**TRECHO DO TEXTO**
Segundo, porque está previsto e garantido na legislação brasileira, mais especificamente na Constituição. O artigo 6º diz que são direitos sociais do indivíduo "a educação, a saúde, o trabalho, a moradia, o lazer, a segurança, a previdência social, a proteção à maternidade e à infância, a assistência aos desamparados, na forma desta Constituição". E, no artigo 5º, parágrafo 2º, está previsto que "os direitos e garantias expressos nesta Constituição não excluem outros decorrentes do regime e dos princípios por ela adotados, ou dos tratados internacionais em que a República Federativa do Brasil seja parte". Ou seja, aí estão incluídos os acordos internacionais que dizem respeito aos direitos humanos do qual o país é signatário, como a Declaração Universal dos Direitos Humanos, a Declaração sobre Assentamentos Humanos de Vancouver de 1976 e a Agenda Habitat de 1996. "É preciso que as pessoas entendam que se trata de um direito fundamental, como a alimentação é a integridade física, previsto na Constituição", ressalta Nelson Saule Jr.
Saule é o relator brasileiro para o Direito Humano à Moradia Adequada, da Plataforma Brasileira de Direitos Humanos Econômicos, Sociais e Culturais (Dhesc). Recentemente, a Plataforma produziu o Relatório Brasileiro sobre Dhesc 2003, para ser apresentado às Nações Unidas, fazendo um balanço da situação que cada relator - o grupo foi nomeado em outubro de 2002 - pôde averiguar neste primeiro ciclo de trabalho. O documento traz a constatação de que o déficit habitacional no Brasil, hoje, é de mais de 6,5 milhões de moradias, o que equivale a 14,8% do total dos domicílios particulares permanentes. Ou seja: falta construir no país 6,5 milhões de lugares para as pessoas morarem. A estimativa, também do relatório, é de que esta situação atinja cerca de 20 milhões de brasileiros.
Saule ressalta que neste cálculo não estão incluídos os domicílios inadequados - aqueles que necessitam de reparos, ampliação ou da construção de uma melhor infra-estrutura de serviços. "A inadequação de moradias reflete a qualidade de vida dos moradores em relação às condições em que moram", esclarece o relator. Existiriam atualmente mais de 16 milhões de domicílios inadequados no país.
Não basta ter teto. É preciso infra-estrutura
O número de inadequação de moradias faz lembrar uma outra discussão necessária para que o conceito de direito humano à moradia adequada seja compreendido de forma plena: não basta dar o teto, a construção; é preciso haver uma infra-estrutura básica que sirva aos domicílios. Isto inclui: saneamento básico, abastecimento de água, transportes, postos de saúde, boa estrutura fundiária etc. Por que estes fatores são necessários? Porque sem a maioria destas condições uma moradia não pode ser considerada, necessariamente, digna. "São fatores de extrema importância para a adequação de uma moradia", reforça Saule.

**OBJETIVO PROPOSTO**
Reescreva a parte do texto sobre moradia adequada que começa em "Saule ressalta que" e termina em "inadequados no país.", trocando "relator" por "pesquisador".

**DADOS FORNECIDOS**
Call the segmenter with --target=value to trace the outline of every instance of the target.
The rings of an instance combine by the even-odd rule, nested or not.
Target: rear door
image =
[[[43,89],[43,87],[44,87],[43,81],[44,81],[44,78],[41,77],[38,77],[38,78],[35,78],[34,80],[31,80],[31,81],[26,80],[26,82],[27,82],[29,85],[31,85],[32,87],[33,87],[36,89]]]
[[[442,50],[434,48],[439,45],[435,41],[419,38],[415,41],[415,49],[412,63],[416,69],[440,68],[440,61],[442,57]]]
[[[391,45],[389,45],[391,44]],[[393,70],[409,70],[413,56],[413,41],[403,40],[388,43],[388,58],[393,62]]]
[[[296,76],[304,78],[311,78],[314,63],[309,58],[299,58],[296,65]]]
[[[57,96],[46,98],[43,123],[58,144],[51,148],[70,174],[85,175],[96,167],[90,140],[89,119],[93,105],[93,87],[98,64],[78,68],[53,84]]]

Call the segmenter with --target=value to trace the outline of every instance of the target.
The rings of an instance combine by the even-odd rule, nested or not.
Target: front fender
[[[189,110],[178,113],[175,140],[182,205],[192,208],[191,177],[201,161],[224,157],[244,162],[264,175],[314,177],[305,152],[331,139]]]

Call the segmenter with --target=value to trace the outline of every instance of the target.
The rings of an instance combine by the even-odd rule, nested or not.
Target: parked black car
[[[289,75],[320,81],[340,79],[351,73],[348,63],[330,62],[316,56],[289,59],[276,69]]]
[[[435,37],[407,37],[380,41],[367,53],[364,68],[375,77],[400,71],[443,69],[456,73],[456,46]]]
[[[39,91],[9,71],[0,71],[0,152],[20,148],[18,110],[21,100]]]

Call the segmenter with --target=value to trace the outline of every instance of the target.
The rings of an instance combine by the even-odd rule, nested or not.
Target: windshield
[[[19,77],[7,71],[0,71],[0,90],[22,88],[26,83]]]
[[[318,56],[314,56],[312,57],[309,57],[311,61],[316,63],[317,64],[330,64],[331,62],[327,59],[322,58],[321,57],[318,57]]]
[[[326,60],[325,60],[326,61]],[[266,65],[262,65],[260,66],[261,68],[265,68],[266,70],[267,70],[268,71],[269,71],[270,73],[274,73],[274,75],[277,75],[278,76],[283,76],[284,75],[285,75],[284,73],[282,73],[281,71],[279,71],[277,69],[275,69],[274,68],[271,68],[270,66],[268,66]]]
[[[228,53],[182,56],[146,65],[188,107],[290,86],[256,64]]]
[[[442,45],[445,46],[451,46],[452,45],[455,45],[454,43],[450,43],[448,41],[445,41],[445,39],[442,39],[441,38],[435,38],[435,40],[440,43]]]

**RESPOSTA DO EXERCÍCIO**
Saule ressalta que neste cálculo não estão incluídos os domicílios inadequados - aqueles que necessitam de reparos, ampliação ou da construção de uma melhor infra-estrutura de serviços. "A inadequação de moradias reflete a qualidade de vida dos moradores em relação às condições em que moram", esclarece o pesquisador. Existiriam atualmente mais de 16 milhões de domicílios inadequados no país.